Objectives: To investigate the cost-effectiveness of a telehealth intervention for primary care patients with raised cardiovascular disease (CVD) risk.

Design: A prospective within-trial patient-level economic evaluation conducted alongside a randomised controlled trial.

Setting: Patients recruited through primary care, and intervention delivered via telehealth service.

Participants: Adults with a 10-year CVD risk ≥20%, as measured by the QRISK2 algorithm, with at least 1 modifiable risk factor.

Intervention: A series of up to 13 scripted, theory-led telehealth encounters with healthcare advisors, who supported participants to make behaviour change, use online resources, optimise medication and improve adherence. Participants in the control arm received usual care.

Primary and secondary outcome measures: Cost-effectiveness measured by net monetary benefit at the end of 12 months of follow-up, calculated from incremental cost and incremental quality-adjusted life years (QALYs). Productivity impacts, participant out-of-pocket expenditure and the clinical outcome were presented in a cost-consequences framework.

Results: 641 participants were randomised—325 to receive the telehealth intervention in addition to usual care and 316 to receive only usual care. 18% of participants had missing data on either costs, utilities or both. Multiple imputation was used for the base case results. The intervention was associated with incremental mean per-patient National Health Service (NHS) costs of £138 (95% CI 66 to 211) and an incremental QALY gain of 0.012 (95% CI −0.001 to 0.026). The incremental cost-effectiveness ratio was £10 859. Net monetary benefit at a cost-effectiveness threshold of £20 000 per QALY was £116 (95% CI −58 to 291), and the probability that the intervention was cost-effective at this threshold value was 0.77. Similar results were obtained from a complete case analysis.

Conclusions: There is evidence to suggest that the Healthlines telehealth intervention was likely to be cost-effective at a threshold of £20 000 per QALY.

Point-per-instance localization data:

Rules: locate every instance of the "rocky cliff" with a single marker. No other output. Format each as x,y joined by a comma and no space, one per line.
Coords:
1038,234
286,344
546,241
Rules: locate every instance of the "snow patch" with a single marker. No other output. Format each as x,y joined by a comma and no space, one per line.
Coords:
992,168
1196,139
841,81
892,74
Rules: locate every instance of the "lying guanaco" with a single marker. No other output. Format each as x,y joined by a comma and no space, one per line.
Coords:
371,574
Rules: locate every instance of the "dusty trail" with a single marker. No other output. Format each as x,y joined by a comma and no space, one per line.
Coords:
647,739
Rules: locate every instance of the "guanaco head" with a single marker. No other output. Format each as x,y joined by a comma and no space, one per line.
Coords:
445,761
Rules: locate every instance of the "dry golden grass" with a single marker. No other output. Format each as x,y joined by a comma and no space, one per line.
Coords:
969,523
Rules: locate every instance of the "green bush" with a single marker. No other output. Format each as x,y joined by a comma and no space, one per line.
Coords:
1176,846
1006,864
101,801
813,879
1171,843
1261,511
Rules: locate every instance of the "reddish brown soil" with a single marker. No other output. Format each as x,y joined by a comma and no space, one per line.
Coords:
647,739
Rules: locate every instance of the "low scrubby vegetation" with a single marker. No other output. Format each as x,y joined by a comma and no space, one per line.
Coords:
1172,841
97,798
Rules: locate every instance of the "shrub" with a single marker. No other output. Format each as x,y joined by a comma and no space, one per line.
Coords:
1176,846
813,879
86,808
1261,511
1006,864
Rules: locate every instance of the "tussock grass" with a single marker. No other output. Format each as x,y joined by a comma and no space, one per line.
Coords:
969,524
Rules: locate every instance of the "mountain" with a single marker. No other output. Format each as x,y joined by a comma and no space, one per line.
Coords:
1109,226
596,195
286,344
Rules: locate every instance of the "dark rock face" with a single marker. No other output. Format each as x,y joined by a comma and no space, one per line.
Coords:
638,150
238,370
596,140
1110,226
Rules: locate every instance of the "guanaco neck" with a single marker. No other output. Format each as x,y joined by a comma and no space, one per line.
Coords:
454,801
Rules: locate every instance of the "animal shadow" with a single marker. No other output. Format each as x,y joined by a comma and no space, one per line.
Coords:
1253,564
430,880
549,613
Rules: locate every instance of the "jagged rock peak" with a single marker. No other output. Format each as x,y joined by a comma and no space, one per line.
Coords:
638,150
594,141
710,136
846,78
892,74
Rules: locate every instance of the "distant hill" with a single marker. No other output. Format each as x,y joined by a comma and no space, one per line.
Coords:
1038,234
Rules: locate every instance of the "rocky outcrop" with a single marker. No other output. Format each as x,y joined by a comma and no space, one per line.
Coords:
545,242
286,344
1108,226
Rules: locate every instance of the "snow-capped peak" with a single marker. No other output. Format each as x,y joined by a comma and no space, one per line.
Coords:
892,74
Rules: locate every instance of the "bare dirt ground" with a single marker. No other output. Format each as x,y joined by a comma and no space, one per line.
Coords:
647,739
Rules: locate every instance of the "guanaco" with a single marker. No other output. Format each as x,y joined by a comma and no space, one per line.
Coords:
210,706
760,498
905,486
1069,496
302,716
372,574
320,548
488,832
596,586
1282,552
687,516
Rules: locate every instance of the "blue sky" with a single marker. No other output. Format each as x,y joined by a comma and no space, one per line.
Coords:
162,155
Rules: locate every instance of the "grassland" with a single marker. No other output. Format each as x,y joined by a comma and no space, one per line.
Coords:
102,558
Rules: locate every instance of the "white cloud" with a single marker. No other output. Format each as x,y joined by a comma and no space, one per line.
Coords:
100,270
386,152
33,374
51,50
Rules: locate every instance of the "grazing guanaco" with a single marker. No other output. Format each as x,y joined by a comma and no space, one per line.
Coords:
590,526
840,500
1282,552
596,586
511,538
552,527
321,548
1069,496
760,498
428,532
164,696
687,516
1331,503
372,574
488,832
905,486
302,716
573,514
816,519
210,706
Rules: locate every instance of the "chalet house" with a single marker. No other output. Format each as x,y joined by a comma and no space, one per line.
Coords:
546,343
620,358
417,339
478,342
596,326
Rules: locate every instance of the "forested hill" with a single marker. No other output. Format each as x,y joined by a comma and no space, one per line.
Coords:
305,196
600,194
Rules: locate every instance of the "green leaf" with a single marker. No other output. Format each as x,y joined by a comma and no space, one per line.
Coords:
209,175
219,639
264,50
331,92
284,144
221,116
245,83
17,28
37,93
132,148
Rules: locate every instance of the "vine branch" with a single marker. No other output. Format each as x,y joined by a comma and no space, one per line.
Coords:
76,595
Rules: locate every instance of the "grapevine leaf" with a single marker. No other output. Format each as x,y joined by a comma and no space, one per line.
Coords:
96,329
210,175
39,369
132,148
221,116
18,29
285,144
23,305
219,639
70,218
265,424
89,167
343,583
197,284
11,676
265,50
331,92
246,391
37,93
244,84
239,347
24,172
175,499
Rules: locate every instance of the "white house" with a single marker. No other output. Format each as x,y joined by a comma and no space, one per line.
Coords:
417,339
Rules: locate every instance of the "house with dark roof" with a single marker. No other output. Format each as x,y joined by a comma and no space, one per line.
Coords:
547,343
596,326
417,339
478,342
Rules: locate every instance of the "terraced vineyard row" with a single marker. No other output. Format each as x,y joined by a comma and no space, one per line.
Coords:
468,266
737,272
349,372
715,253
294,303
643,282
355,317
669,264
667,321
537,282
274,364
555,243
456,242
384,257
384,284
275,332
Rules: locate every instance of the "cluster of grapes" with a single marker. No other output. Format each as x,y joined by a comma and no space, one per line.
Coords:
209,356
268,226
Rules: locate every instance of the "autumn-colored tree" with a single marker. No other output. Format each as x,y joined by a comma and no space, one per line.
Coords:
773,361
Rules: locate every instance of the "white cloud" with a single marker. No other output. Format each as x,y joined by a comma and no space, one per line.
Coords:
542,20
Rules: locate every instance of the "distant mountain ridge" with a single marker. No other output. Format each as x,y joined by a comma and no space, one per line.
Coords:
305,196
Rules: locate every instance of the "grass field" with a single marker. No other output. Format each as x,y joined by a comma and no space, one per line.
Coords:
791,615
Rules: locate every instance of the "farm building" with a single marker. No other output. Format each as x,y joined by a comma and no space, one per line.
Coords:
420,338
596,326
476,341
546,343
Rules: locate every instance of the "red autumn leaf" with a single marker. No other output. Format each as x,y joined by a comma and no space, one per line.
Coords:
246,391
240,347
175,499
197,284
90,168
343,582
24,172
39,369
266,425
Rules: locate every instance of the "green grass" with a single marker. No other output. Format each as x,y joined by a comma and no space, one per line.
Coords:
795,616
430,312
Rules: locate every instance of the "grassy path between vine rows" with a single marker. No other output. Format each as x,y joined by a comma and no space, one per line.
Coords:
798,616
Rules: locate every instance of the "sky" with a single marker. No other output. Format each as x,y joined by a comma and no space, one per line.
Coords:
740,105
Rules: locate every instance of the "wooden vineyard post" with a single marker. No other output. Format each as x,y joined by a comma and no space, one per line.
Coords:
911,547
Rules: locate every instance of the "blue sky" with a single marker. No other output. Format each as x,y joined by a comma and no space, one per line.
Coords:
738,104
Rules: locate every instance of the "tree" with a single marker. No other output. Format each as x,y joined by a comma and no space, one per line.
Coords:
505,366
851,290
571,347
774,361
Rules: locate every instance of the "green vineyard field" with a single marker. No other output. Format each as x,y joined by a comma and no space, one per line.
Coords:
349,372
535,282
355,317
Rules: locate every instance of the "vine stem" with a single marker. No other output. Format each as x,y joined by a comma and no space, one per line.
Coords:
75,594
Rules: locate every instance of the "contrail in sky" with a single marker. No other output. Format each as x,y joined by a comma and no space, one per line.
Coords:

* PROBLEMS TO WORK ON
a. Answer these questions using the telehealth cost-effectiveness abstract above:
(i) Which algorithm was used to measure participants' 10-year CVD risk?
(ii) How many participants were randomised to receive only usual care?
(iii) At a threshold of £20 000 per QALY, what was the probability that the intervention was cost-effective?
b. List every section heading in the telehealth abstract above, in order.

* EXPECTED RESPONSES
a.
(i) The QRISK2 algorithm
(ii) 316
(iii) 0.77

b.
Objectives
Design
Setting
Participants
Intervention
Primary and secondary outcome measures
Results
Conclusions